## [The exercise]
Copy the passage on West Indian cricket from "Connor do not" up to and including "are very strong.", swapping "oppression" for "hardship".

>> BEGIN Document text

Connor do not expect to find much in the way of cricket. For Beverly and Don, you would need to understand what the West Indian Cricket meant to black people in oppression around the world - especially in South Africa where the ties between WI and SA are very strong.

As a South African I got to follow WI cricket because in a time when there was much oppression and not much wrt black achievement on a global scale, the WI cricketing team were more than just heroes. They let us believe that a different world is possible for the African. Players like Courtney Welsh, Devon Malcolm, Michael Holding born around this time or before the author, in Jamaica, were celebrated and embraced by us as black people. But it is the team together, highly politicised and taking public and unpopular stands against injustice and racism in South Africa that ignited a passion in us all. These players were born into this society. So perhaps would have loved to see the conditions that gives rise to such "self-honouring" black icons.

Today I support the South African team, and like many of my generation each time we watch WI play we feel deeply about it - I mean really deeply! When Chris Gayle breaks records we celebrate because of the connection to Jamaica, WI and Pro-African / pro-black stance. The impact is massive. My generation and the next knew these players better than we knew our own.

>> END Document text
>> BEGIN Data shown

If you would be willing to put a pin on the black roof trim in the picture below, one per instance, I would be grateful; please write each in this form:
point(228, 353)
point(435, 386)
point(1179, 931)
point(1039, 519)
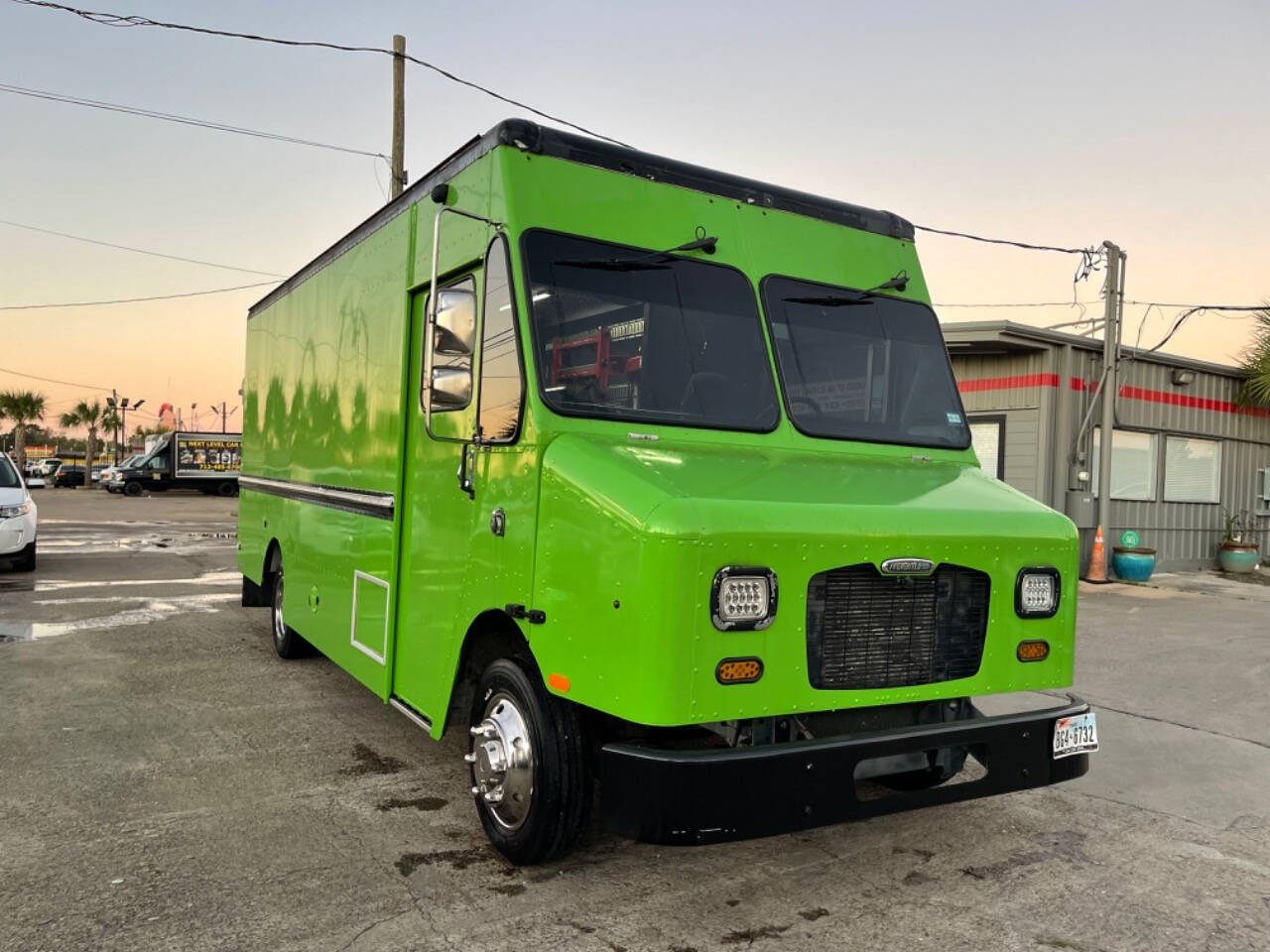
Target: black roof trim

>> END Data shown

## [Worked answer]
Connor do not expect to find much in the way of cricket. For Beverly and Don, you would need to understand what the West Indian Cricket meant to black people in hardship around the world - especially in South Africa where the ties between WI and SA are very strong.